◆ ASSIGNED TASK
Your job is to report every line of the entries that has "grass".

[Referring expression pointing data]
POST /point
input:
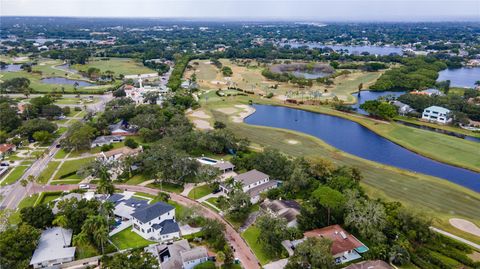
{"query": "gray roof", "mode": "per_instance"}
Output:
(52, 246)
(223, 165)
(150, 212)
(167, 227)
(250, 177)
(194, 254)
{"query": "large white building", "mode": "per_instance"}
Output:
(53, 248)
(437, 114)
(253, 183)
(156, 222)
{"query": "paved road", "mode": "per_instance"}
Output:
(470, 243)
(242, 250)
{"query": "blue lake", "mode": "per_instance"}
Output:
(66, 81)
(460, 77)
(355, 139)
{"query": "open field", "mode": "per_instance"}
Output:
(250, 78)
(124, 66)
(129, 239)
(433, 196)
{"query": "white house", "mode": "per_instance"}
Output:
(156, 222)
(53, 248)
(253, 183)
(437, 114)
(106, 140)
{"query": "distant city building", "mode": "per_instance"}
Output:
(53, 248)
(437, 114)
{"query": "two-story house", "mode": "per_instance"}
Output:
(156, 222)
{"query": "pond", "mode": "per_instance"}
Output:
(372, 95)
(11, 68)
(377, 50)
(355, 139)
(309, 75)
(66, 81)
(460, 77)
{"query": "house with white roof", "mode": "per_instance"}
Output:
(53, 248)
(179, 254)
(253, 183)
(156, 222)
(437, 114)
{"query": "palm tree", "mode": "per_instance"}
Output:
(61, 221)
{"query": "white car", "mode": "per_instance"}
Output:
(84, 186)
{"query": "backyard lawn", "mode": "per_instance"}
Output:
(15, 175)
(129, 239)
(200, 191)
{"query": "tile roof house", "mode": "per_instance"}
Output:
(253, 183)
(288, 210)
(178, 255)
(53, 248)
(156, 222)
(345, 247)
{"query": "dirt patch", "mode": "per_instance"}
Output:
(465, 225)
(247, 111)
(200, 114)
(202, 125)
(228, 110)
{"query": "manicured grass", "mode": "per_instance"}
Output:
(250, 235)
(15, 175)
(168, 187)
(119, 66)
(48, 172)
(129, 239)
(72, 166)
(199, 191)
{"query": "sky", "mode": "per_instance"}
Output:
(295, 10)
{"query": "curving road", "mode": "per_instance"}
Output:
(241, 249)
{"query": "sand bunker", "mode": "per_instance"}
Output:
(465, 225)
(228, 110)
(202, 125)
(200, 114)
(247, 111)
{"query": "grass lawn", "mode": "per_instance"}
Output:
(250, 235)
(119, 66)
(200, 191)
(15, 175)
(136, 179)
(48, 172)
(168, 187)
(26, 202)
(72, 166)
(129, 239)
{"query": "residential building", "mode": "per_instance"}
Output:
(403, 109)
(106, 140)
(377, 264)
(437, 114)
(156, 222)
(178, 255)
(6, 149)
(253, 183)
(223, 166)
(288, 210)
(53, 248)
(345, 247)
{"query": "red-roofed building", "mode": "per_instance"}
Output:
(345, 247)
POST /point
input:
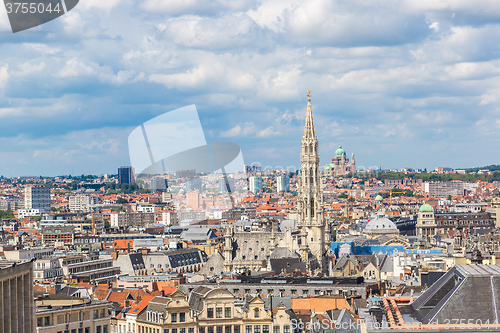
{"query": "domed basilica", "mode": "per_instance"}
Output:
(340, 164)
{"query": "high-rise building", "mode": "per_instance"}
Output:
(37, 197)
(17, 308)
(81, 202)
(125, 175)
(253, 168)
(283, 184)
(255, 184)
(311, 223)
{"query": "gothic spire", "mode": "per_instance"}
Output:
(309, 131)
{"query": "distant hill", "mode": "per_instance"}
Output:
(493, 167)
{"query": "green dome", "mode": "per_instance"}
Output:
(340, 151)
(426, 208)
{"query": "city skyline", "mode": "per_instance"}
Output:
(403, 84)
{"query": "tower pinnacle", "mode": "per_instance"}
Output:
(310, 199)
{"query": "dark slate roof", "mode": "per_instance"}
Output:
(136, 260)
(185, 257)
(287, 265)
(275, 300)
(196, 298)
(465, 291)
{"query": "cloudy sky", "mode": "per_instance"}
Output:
(399, 83)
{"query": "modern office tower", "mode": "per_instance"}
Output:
(283, 184)
(158, 184)
(193, 184)
(253, 168)
(311, 223)
(17, 313)
(223, 185)
(37, 197)
(255, 184)
(125, 175)
(193, 200)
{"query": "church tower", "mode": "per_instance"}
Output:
(313, 239)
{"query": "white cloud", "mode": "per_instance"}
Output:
(4, 75)
(268, 132)
(239, 130)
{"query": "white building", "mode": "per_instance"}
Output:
(81, 202)
(255, 184)
(37, 197)
(283, 184)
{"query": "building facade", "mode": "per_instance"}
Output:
(125, 175)
(37, 197)
(16, 294)
(341, 165)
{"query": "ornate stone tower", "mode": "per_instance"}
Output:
(313, 239)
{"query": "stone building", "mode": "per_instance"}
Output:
(206, 310)
(61, 313)
(430, 223)
(341, 165)
(309, 239)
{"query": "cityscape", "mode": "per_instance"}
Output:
(313, 250)
(270, 166)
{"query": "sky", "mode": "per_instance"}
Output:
(399, 83)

◆ SOLUTION TO THIS PROBLEM
{"query": "manicured grass", "mode": "per_instance"}
{"query": "grass lawn", "mode": "per_instance"}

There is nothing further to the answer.